▸ **STATED GOAL**
Give back exactly the lines that run from the line containing "Annotation task — pin every instance of the woman's nose" through the end of the listing below. Leave out every other line.

▸ **Image object location entries**
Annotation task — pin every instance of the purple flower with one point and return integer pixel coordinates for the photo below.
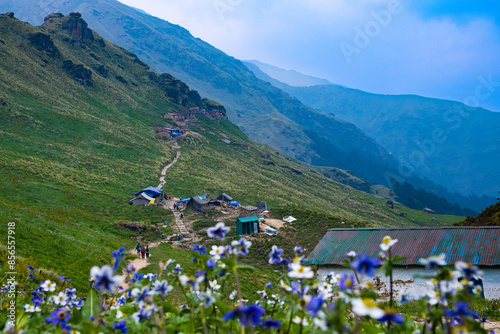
(365, 265)
(346, 281)
(461, 310)
(121, 326)
(249, 316)
(392, 317)
(270, 323)
(59, 316)
(210, 263)
(199, 249)
(218, 231)
(275, 255)
(314, 305)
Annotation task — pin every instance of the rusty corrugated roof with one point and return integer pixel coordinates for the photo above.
(477, 245)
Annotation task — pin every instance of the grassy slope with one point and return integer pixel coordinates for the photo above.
(72, 156)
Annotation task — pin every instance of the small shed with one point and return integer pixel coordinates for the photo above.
(224, 197)
(477, 245)
(196, 204)
(247, 225)
(142, 199)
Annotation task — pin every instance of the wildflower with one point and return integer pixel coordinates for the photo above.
(248, 316)
(60, 299)
(461, 310)
(162, 288)
(275, 255)
(168, 264)
(270, 323)
(219, 231)
(31, 308)
(314, 305)
(346, 281)
(351, 255)
(469, 271)
(434, 262)
(199, 249)
(366, 306)
(142, 294)
(365, 265)
(299, 320)
(300, 271)
(48, 286)
(121, 326)
(392, 316)
(103, 278)
(387, 243)
(150, 277)
(210, 263)
(213, 284)
(177, 270)
(59, 316)
(241, 246)
(217, 251)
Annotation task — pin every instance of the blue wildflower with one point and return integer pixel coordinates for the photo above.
(365, 265)
(248, 316)
(121, 326)
(275, 255)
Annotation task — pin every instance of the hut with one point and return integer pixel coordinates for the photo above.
(142, 199)
(475, 245)
(247, 225)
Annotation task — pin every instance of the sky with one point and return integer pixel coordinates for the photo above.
(447, 49)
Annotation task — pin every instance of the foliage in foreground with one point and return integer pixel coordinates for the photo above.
(210, 299)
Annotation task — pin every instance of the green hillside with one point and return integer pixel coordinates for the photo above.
(76, 143)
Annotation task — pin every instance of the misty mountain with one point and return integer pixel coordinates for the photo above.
(264, 112)
(446, 142)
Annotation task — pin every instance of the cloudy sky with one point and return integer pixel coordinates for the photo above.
(444, 48)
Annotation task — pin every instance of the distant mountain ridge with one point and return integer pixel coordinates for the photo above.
(289, 77)
(446, 142)
(265, 113)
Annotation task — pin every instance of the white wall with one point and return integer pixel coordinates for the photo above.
(405, 281)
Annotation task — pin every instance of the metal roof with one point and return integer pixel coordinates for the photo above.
(248, 219)
(477, 245)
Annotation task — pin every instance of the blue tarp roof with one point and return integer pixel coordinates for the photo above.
(150, 191)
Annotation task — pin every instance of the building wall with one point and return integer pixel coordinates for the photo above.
(405, 281)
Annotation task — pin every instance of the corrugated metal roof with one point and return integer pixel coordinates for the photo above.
(477, 245)
(248, 219)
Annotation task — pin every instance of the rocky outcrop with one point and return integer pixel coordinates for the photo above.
(43, 42)
(79, 72)
(78, 29)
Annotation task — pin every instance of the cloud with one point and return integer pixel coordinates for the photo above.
(436, 52)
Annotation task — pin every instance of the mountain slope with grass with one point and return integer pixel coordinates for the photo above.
(446, 142)
(76, 144)
(265, 113)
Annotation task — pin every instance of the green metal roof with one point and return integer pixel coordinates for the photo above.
(248, 219)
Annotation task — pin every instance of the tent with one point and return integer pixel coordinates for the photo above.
(224, 197)
(196, 204)
(151, 192)
(247, 225)
(142, 199)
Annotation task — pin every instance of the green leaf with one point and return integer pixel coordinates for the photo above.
(91, 306)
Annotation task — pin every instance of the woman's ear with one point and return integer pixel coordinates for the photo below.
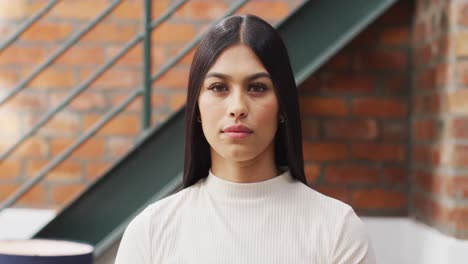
(281, 119)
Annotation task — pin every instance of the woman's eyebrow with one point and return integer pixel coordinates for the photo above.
(225, 76)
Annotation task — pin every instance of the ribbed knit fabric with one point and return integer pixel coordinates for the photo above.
(279, 220)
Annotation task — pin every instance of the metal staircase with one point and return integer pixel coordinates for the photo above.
(152, 170)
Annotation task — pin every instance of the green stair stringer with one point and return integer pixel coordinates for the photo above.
(152, 170)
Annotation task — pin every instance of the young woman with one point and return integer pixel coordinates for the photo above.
(245, 197)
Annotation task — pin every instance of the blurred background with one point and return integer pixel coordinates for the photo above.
(91, 113)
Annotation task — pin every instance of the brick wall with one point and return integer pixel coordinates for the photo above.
(19, 114)
(355, 118)
(440, 109)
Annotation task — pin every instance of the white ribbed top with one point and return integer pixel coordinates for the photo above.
(279, 220)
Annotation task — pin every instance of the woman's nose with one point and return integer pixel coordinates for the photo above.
(238, 106)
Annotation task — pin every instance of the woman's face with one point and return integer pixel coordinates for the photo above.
(238, 107)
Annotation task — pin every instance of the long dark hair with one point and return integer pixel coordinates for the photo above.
(266, 43)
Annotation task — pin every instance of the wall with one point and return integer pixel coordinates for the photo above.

▸ **TASK ANSWER**
Annotation task — pin every instance of the woman's nose with one point and return integer pixel coordinates for the photo above.
(238, 106)
Annotation task — pin every instance of the woman's face with one point and return integer pixel coordinates for the photo above.
(238, 107)
Annotation task — pin every instance of the long dark hair with one point and return integer pixel coordinates for the photo above.
(266, 43)
Annotation task — pin every instance of the wall with one point and return integer pixel coordinates for the photo above.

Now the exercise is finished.